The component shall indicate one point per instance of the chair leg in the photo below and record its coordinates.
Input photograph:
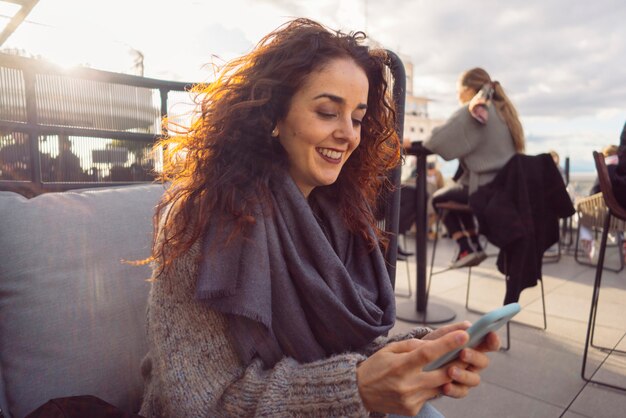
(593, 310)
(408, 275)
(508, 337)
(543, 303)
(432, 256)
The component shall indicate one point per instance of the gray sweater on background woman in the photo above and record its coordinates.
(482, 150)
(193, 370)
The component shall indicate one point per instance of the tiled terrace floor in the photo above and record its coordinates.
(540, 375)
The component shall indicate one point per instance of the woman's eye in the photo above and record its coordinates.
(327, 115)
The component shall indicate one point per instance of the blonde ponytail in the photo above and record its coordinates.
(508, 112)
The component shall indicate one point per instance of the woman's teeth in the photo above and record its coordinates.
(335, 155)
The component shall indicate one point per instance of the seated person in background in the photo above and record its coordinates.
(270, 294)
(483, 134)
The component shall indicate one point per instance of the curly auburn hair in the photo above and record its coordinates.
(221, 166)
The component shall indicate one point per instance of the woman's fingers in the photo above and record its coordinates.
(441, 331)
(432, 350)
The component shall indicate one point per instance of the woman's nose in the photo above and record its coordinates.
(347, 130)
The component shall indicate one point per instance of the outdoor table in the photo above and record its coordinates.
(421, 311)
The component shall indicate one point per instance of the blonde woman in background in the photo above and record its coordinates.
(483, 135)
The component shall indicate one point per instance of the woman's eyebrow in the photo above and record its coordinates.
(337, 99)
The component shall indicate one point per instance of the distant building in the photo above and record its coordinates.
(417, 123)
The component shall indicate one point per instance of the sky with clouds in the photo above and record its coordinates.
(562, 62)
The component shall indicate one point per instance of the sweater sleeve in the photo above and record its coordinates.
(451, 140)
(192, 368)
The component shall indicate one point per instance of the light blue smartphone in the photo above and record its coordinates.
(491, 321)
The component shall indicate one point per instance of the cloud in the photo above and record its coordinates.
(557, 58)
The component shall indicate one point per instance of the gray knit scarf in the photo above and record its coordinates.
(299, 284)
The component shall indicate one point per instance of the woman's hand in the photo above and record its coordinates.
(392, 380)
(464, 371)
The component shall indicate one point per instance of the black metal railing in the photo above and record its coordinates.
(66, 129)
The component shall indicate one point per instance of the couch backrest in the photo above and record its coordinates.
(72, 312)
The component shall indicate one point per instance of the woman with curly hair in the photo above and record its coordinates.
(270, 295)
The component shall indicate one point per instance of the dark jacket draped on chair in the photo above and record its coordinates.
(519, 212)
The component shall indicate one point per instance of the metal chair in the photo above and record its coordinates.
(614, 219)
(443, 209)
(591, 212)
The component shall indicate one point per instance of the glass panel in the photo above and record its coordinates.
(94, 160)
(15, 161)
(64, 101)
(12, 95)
____________
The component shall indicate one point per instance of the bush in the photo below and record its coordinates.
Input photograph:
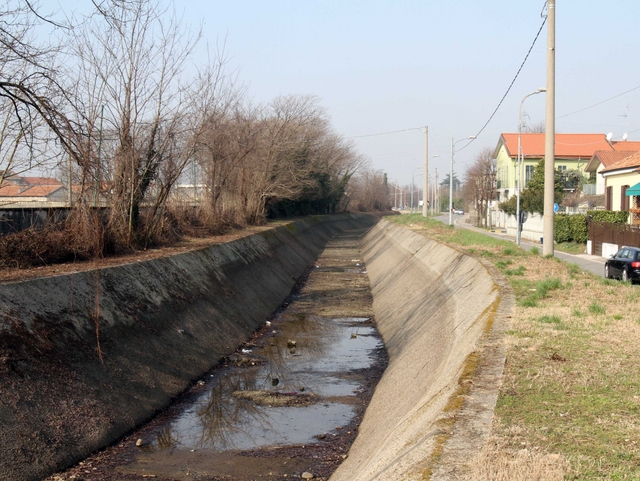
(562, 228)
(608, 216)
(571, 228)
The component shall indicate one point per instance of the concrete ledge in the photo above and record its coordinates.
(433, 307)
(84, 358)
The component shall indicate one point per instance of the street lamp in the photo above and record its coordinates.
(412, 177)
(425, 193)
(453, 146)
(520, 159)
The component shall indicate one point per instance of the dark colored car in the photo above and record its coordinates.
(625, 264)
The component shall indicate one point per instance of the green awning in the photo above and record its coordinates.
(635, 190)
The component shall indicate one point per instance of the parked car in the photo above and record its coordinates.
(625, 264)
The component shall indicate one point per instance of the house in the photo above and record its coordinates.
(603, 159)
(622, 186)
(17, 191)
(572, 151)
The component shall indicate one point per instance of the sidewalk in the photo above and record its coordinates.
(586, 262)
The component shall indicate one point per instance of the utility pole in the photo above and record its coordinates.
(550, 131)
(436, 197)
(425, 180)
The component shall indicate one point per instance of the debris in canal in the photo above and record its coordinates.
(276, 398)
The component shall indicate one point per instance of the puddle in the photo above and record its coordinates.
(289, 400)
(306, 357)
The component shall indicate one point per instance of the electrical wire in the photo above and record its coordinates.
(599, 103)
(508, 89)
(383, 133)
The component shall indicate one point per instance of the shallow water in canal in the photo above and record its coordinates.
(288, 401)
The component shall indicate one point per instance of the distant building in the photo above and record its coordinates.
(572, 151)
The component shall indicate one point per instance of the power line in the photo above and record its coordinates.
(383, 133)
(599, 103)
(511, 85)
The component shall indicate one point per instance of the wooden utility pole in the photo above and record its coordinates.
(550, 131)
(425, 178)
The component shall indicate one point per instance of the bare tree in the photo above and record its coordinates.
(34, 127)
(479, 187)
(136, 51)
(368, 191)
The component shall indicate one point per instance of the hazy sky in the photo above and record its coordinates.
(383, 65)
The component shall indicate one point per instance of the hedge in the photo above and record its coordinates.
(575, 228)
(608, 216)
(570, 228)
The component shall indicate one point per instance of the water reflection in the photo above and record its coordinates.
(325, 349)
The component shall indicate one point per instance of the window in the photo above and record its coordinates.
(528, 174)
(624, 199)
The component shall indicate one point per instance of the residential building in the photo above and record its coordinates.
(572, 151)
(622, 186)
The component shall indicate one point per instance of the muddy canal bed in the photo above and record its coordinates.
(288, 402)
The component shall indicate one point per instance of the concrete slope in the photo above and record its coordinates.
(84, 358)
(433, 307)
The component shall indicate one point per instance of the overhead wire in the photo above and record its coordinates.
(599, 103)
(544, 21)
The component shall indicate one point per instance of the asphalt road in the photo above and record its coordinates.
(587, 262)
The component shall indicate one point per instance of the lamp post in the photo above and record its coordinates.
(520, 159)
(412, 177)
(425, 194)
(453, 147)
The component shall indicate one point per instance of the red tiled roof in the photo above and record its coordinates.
____________
__Objective__. Please extract each line of the records above that contains the word "wire". Case counts.

__Result of the task__.
The component shall indicate one point per instance of the electrical wire in the photo above and record its coordinates.
The component shall indicate one point per instance of the overhead wire in the photo above and record its coordinates.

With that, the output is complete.